* [TASK TO COMPLETE]
Collect every line of the data below that contains the word "black", copying each line in full. Match case exactly.

* [RECORDS FOR PROCESSING]

______

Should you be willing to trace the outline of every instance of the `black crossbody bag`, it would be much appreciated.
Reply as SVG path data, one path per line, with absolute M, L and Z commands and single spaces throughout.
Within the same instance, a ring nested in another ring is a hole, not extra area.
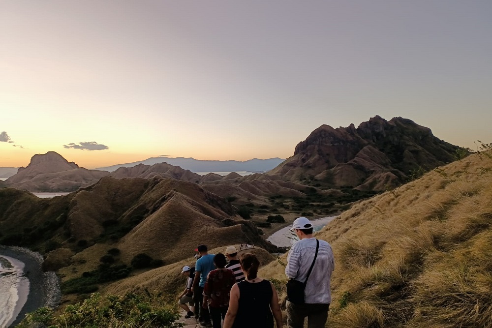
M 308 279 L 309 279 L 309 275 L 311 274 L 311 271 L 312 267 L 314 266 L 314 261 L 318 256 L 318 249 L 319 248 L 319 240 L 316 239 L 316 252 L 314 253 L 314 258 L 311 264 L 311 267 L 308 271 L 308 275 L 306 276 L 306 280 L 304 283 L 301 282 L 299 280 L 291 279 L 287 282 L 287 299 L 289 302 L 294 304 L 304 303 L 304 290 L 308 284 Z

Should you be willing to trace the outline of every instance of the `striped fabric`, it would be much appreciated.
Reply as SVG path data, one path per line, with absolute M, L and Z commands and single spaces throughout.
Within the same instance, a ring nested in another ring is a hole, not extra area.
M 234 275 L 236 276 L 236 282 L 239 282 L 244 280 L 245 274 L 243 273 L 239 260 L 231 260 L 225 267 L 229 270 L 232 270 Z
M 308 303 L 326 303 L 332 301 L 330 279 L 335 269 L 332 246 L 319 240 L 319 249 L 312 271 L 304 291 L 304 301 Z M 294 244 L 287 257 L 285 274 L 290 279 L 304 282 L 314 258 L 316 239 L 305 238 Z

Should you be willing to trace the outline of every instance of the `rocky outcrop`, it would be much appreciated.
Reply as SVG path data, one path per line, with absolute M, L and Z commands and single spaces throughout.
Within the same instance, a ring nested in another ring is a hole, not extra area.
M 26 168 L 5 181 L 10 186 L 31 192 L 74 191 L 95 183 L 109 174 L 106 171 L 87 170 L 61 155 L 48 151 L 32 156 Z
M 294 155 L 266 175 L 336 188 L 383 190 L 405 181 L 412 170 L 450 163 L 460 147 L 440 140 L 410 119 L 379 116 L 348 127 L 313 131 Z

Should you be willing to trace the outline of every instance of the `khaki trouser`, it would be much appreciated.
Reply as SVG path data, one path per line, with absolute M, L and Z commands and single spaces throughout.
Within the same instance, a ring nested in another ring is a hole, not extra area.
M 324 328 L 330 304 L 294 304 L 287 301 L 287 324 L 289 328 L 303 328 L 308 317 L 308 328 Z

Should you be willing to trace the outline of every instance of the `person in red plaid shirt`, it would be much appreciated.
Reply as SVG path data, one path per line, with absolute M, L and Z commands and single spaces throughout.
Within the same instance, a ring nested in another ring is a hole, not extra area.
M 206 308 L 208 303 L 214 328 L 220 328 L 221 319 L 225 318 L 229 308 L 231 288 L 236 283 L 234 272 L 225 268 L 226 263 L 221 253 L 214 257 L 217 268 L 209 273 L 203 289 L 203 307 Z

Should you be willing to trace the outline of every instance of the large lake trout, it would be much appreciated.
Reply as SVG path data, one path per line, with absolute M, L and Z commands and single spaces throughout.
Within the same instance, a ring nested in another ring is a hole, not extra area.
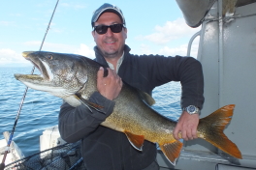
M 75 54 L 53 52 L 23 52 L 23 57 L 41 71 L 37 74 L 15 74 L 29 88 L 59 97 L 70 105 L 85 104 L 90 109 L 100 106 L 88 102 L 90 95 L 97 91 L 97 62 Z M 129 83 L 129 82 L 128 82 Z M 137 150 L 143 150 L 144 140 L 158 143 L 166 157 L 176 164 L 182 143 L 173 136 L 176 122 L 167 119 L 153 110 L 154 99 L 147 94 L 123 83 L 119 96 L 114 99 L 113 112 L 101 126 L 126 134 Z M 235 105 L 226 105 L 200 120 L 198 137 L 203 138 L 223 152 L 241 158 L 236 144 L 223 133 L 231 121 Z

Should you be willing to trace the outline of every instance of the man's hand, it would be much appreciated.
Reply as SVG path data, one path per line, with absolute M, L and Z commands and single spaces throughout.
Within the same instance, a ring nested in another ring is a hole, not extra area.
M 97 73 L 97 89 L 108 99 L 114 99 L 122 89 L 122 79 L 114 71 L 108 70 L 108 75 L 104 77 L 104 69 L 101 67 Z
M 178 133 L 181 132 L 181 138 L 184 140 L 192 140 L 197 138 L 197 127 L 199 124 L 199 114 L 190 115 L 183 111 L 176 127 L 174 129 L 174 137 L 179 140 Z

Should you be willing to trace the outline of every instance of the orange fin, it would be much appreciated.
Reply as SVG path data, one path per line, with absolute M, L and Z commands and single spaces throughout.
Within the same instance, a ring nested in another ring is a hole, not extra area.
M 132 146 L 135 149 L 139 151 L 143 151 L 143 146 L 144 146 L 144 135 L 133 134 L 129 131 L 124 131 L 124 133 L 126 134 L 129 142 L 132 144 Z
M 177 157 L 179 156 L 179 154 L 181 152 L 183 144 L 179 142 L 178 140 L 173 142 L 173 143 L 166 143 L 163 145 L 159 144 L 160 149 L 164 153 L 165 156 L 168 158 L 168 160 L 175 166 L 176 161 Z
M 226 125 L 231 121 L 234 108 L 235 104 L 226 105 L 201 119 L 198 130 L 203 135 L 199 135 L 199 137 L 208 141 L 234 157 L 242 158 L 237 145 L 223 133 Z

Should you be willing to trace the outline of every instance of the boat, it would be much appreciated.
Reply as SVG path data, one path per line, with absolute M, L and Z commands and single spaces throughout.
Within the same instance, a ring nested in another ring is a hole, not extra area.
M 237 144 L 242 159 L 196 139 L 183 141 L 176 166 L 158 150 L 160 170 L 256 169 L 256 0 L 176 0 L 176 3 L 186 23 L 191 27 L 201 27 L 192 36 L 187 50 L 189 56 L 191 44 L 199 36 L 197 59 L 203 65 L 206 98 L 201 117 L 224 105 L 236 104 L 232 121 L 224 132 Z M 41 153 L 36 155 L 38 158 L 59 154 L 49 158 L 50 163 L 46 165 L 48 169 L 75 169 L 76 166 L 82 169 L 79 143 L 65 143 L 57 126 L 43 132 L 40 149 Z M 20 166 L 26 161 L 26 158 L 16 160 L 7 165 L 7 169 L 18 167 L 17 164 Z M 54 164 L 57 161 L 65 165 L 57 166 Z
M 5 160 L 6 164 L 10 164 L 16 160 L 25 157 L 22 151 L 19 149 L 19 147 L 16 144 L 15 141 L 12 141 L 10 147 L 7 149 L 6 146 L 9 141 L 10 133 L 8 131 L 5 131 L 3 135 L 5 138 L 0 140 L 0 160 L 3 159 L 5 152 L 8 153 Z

______

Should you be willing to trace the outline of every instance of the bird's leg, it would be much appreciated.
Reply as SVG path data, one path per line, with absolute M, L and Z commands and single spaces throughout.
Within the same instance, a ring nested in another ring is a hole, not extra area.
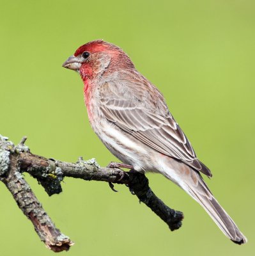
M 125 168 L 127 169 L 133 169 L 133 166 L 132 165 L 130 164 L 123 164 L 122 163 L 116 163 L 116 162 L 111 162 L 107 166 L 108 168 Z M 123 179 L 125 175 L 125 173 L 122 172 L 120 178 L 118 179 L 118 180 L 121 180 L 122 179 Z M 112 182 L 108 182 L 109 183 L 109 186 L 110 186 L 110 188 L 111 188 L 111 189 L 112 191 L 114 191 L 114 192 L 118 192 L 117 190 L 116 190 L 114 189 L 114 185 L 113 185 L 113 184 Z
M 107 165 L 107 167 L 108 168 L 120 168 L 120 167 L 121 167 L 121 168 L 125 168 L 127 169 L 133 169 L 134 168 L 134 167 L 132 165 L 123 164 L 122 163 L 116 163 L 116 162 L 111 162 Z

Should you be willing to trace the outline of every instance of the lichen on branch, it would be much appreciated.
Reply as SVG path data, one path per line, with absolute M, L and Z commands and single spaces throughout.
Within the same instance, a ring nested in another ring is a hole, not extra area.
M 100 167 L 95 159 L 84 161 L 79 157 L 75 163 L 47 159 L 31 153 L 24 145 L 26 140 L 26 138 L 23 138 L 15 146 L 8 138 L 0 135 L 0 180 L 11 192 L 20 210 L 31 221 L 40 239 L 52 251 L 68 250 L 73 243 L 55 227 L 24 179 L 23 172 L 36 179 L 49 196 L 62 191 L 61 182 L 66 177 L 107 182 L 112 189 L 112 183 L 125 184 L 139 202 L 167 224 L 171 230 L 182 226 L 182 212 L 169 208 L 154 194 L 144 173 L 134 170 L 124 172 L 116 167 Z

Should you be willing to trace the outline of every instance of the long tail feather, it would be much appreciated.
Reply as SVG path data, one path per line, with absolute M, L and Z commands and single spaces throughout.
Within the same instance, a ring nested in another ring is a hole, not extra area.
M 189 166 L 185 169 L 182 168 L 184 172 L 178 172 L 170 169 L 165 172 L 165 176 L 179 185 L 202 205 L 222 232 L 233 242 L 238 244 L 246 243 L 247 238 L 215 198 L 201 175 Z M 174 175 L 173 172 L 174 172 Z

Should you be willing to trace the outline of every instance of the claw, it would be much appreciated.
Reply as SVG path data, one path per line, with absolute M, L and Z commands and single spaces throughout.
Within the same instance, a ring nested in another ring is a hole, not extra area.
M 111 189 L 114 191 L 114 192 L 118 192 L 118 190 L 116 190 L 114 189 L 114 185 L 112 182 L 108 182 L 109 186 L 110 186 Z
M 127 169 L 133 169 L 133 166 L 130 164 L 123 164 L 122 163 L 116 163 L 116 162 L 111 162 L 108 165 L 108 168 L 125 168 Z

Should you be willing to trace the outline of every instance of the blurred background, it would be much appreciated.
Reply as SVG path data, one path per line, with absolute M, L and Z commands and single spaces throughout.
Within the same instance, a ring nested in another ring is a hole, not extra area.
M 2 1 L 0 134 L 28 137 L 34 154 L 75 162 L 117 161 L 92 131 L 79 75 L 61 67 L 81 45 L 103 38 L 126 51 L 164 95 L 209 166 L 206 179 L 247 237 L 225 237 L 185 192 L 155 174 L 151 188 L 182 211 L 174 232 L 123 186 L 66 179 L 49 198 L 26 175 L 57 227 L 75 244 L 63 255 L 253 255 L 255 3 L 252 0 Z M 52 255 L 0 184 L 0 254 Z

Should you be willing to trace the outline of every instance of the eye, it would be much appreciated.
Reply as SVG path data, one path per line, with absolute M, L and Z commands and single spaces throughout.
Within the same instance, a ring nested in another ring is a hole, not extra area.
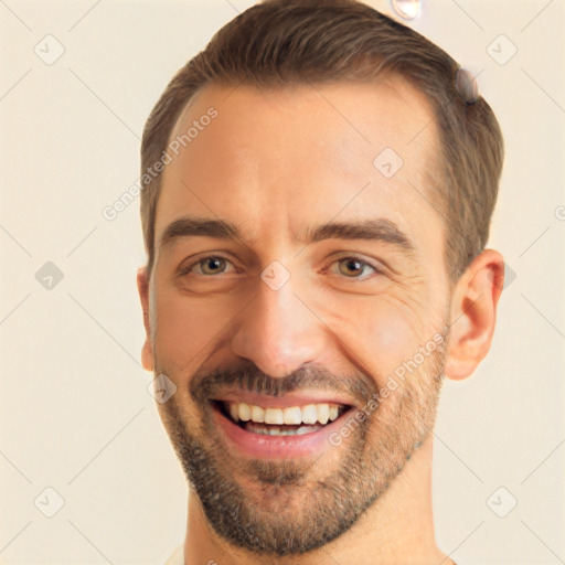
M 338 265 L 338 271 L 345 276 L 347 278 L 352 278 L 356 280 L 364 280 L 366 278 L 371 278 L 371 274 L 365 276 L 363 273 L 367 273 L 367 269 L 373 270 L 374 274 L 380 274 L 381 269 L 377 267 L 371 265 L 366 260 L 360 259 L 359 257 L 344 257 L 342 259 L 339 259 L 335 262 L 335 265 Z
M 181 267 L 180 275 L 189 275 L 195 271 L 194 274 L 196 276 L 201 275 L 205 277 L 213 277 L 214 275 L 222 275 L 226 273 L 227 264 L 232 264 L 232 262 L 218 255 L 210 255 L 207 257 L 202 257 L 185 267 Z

______

* [OUTPUT OF THE EXERCISE]
Should you be willing to trace the outline of every instance of the `black crossbody bag`, it would be much appreciated.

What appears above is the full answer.